SELECTED PASSAGE
☆ ☆ ☆ ☆ ☆
These include Delta, National Foods, Lobels, Baker’s Inn, Tregers, Dairiboard, Dan Dairy, Nestle, Nampack, Mega Pack, Hunyani, Brown Engineering, Bata, Sable, Chemplex, ZFC, Windmill, FSG and cooking oil companies.
“We need to have production of goods and services,” said Ms Chipika.
“The economy was sliding from 2011 to 2016. If we had not put in place expansionary measures, the economy would have slid into recession — negative growth. But some measures rescued the situation,” she added, in apparent reference to export incentives introduced by the central bank to boost exports about two years ago.
Ms Chipika said since the beginning of the year, the economy has been experiencing growth.
The Government had projected that the economy would expand 4,5 percent this year, but is now optimistic that growth could be as much as 6 percent, underpinned by strong performance in the mining, manufacturing, construction and agriculture sectors.
The World Bank, which is more conservative, has also revised the growth rates from the 1,8 percent projected in January to 2,7 percent.
☆ ☆ ☆ ☆ ☆
DATA SEGMENT
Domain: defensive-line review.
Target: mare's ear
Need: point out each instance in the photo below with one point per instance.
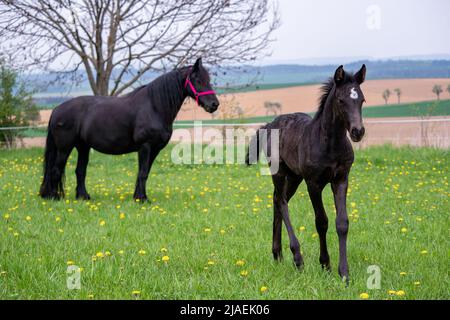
☆ ☆ ☆ ☆ ☆
TO DO
• a. Set down, word for word, the stretch of the economic growth passage from "These include Delta, National" through "cooking oil companies.".
• b. In the economic growth passage, what growth rate had the World Bank projected in January?

SOLUTIONS IN ORDER
• a.
These include Delta, National Foods, Lobels, Baker’s Inn, Tregers, Dairiboard, Dan Dairy, Nestle, Nampack, Mega Pack, Hunyani, Brown Engineering, Bata, Sable, Chemplex, ZFC, Windmill, FSG and cooking oil companies.

• b. 1,8 percent